EXERCISE DETAILS
Go through the listing below and output exactly the line with "positive clicks: (394, 288)", the line with "negative clicks: (417, 301) (396, 330)", and each line between; omit the rest.

DATA FOR PROCESSING
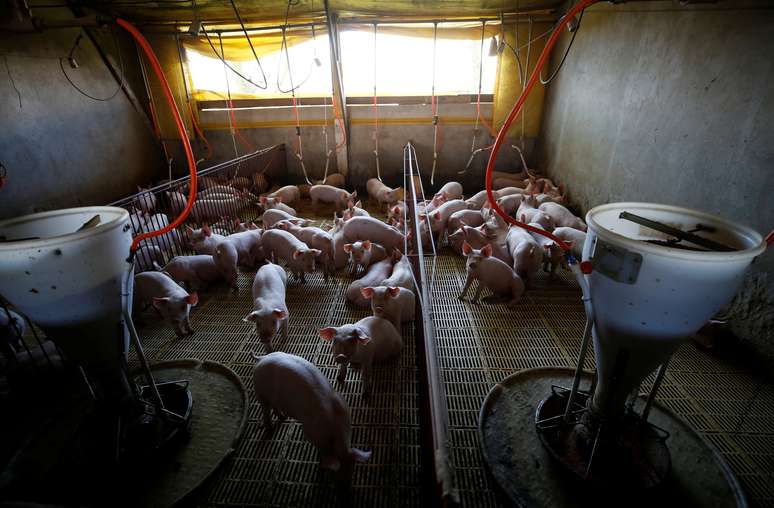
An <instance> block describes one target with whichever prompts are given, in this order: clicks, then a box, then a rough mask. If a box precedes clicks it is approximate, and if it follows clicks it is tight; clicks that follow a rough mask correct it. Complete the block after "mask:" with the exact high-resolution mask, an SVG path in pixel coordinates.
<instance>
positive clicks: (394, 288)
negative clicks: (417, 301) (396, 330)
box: [360, 286, 416, 332]
mask: <svg viewBox="0 0 774 508" xmlns="http://www.w3.org/2000/svg"><path fill="white" fill-rule="evenodd" d="M360 292H361V293H362V294H363V297H364V298H366V299H369V300H371V312H373V313H374V316H376V317H380V318H384V319H386V320H387V321H389V322H390V323H392V325H393V326H394V327H395V329H396V330H397V331H398V332H400V328H401V323H404V322H406V321H413V320H414V306H415V305H416V297H415V296H414V292H413V291H411V290H410V289H405V288H399V287H395V286H392V287H391V286H376V287H367V288H363V289H361V290H360Z"/></svg>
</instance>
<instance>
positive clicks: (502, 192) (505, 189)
mask: <svg viewBox="0 0 774 508" xmlns="http://www.w3.org/2000/svg"><path fill="white" fill-rule="evenodd" d="M492 194H494V196H495V198H497V199H502V198H504V197H505V196H512V195H514V194H524V189H522V188H521V187H503V188H502V189H500V190H496V191H493V192H492Z"/></svg>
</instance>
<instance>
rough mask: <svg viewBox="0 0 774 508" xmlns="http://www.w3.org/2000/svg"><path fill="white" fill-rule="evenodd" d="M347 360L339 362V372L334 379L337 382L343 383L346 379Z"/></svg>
mask: <svg viewBox="0 0 774 508" xmlns="http://www.w3.org/2000/svg"><path fill="white" fill-rule="evenodd" d="M348 365H349V364H348V363H347V362H344V363H341V364H339V374H338V375H337V376H336V380H337V381H338V382H339V383H343V382H344V381H345V380H346V379H347V366H348Z"/></svg>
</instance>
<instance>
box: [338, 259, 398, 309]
mask: <svg viewBox="0 0 774 508" xmlns="http://www.w3.org/2000/svg"><path fill="white" fill-rule="evenodd" d="M391 273H392V259H390V258H386V259H383V260H381V261H379V262H378V263H374V264H372V265H371V266H370V267H369V268H368V271H367V272H366V274H365V275H363V276H362V277H361V278H359V279H357V280H355V281H353V282H352V284H350V285H349V287H347V292H346V295H345V296H346V298H347V301H348V302H349V303H351V304H352V305H354V306H356V307H360V308H362V309H367V308H368V305H369V304H368V300H366V299H365V298H364V297H363V294H362V293H361V292H360V290H361V289H363V288H367V287H373V286H381V285H382V283H383V282H384V280H385V279H387V278H388V277H390V274H391Z"/></svg>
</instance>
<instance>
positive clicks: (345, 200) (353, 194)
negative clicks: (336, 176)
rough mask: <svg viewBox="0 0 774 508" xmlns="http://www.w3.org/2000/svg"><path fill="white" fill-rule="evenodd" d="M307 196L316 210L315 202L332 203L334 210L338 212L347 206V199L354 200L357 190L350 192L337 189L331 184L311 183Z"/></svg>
mask: <svg viewBox="0 0 774 508" xmlns="http://www.w3.org/2000/svg"><path fill="white" fill-rule="evenodd" d="M309 197H310V198H312V206H313V207H314V209H315V210H317V203H319V202H323V203H333V204H334V205H335V206H336V211H337V212H340V211H342V210H343V209H344V208H346V207H347V201H350V200H352V201H354V200H355V198H356V197H357V191H353V192H352V193H351V194H350V193H349V192H347V191H346V190H344V189H339V188H337V187H333V186H331V185H312V188H311V189H309Z"/></svg>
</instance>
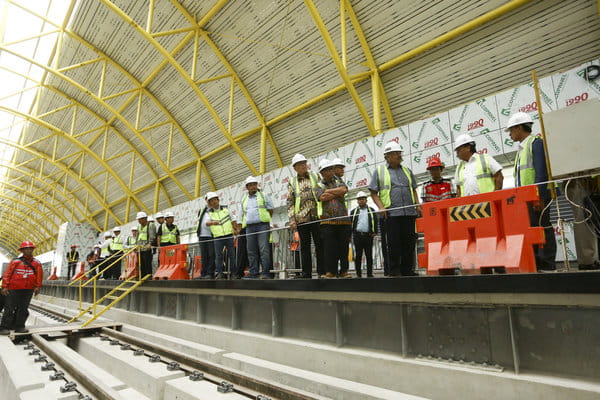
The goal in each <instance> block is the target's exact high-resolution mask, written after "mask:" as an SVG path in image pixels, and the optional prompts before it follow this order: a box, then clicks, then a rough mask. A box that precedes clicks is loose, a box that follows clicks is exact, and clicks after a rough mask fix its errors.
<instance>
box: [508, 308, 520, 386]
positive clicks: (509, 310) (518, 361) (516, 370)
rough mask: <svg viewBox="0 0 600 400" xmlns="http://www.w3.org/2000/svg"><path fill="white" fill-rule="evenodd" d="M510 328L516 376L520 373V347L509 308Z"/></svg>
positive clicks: (510, 311)
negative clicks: (519, 362)
mask: <svg viewBox="0 0 600 400" xmlns="http://www.w3.org/2000/svg"><path fill="white" fill-rule="evenodd" d="M508 327H509V329H510V344H511V347H512V351H513V364H514V367H515V374H518V373H519V369H520V368H519V364H520V363H519V347H518V345H517V333H516V332H515V324H514V316H513V310H512V307H508Z"/></svg>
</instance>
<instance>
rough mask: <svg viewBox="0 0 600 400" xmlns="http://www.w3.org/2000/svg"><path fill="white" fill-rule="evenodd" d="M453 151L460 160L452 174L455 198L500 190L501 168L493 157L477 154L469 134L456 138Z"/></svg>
mask: <svg viewBox="0 0 600 400" xmlns="http://www.w3.org/2000/svg"><path fill="white" fill-rule="evenodd" d="M454 150H455V151H456V156H457V157H458V158H459V159H460V160H461V161H460V162H459V164H458V166H457V167H456V172H455V174H454V182H456V196H457V197H461V196H472V195H474V194H479V193H488V192H493V191H494V190H502V183H503V182H504V176H503V175H502V166H501V165H500V164H499V163H498V161H496V160H495V159H494V157H492V156H489V155H487V154H483V153H477V147H476V146H475V141H474V140H473V138H472V137H471V136H470V135H469V134H467V133H465V134H462V135H459V136H458V137H457V138H456V141H455V142H454Z"/></svg>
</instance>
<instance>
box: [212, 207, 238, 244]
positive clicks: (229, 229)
mask: <svg viewBox="0 0 600 400" xmlns="http://www.w3.org/2000/svg"><path fill="white" fill-rule="evenodd" d="M208 215H209V216H210V219H211V221H218V222H220V225H211V226H210V232H211V233H212V234H213V237H221V236H227V235H231V234H232V233H233V224H232V223H231V215H230V214H229V210H228V209H227V208H225V207H223V208H221V209H220V210H217V211H209V213H208Z"/></svg>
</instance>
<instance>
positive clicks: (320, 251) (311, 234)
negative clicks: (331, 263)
mask: <svg viewBox="0 0 600 400" xmlns="http://www.w3.org/2000/svg"><path fill="white" fill-rule="evenodd" d="M298 235H299V236H300V259H301V261H302V276H303V277H304V278H311V277H312V251H311V246H310V243H311V242H310V241H311V237H312V242H313V243H314V244H315V251H316V253H317V274H318V275H319V276H320V275H323V274H324V273H325V267H324V264H323V249H322V246H321V233H320V228H319V224H318V223H309V224H299V225H298Z"/></svg>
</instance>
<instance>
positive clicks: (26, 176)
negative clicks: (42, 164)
mask: <svg viewBox="0 0 600 400" xmlns="http://www.w3.org/2000/svg"><path fill="white" fill-rule="evenodd" d="M3 167H4V168H6V169H9V170H11V171H14V172H17V173H19V174H21V175H22V176H26V177H28V178H29V179H32V180H35V181H36V182H39V183H41V184H42V185H44V186H46V187H47V188H48V191H50V190H52V191H54V192H56V193H59V194H61V195H62V196H63V198H64V199H65V201H66V202H67V203H69V204H70V205H71V207H72V209H73V210H76V211H77V212H78V213H79V215H81V216H82V220H85V221H87V222H88V223H89V224H90V225H92V226H93V227H94V228H96V229H97V230H98V231H101V230H102V229H101V228H100V226H99V225H98V224H97V223H96V221H95V220H94V219H92V218H91V217H90V213H91V212H90V211H89V210H87V209H86V206H85V204H83V203H82V202H81V201H80V200H79V199H78V198H77V197H76V196H73V195H72V194H71V196H72V198H70V197H69V195H68V194H67V193H65V192H64V191H61V190H58V188H60V187H61V185H60V184H59V183H58V182H57V181H55V180H54V179H52V178H51V177H50V176H47V175H40V174H39V173H38V174H37V175H34V174H32V173H31V172H29V171H25V170H23V169H22V168H23V167H22V168H18V167H17V166H14V165H11V164H8V163H7V164H4V165H3ZM39 172H42V171H41V170H40V171H39ZM7 178H8V181H9V182H11V181H12V180H17V179H19V178H20V177H11V176H7ZM46 179H47V180H48V181H50V183H48V182H46ZM78 203H79V204H78ZM82 206H83V207H84V210H82V209H81V207H82ZM80 221H81V220H80Z"/></svg>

SOLUTION FOR THIS PROBLEM
positive clicks: (394, 288)
negative clicks: (417, 301) (396, 330)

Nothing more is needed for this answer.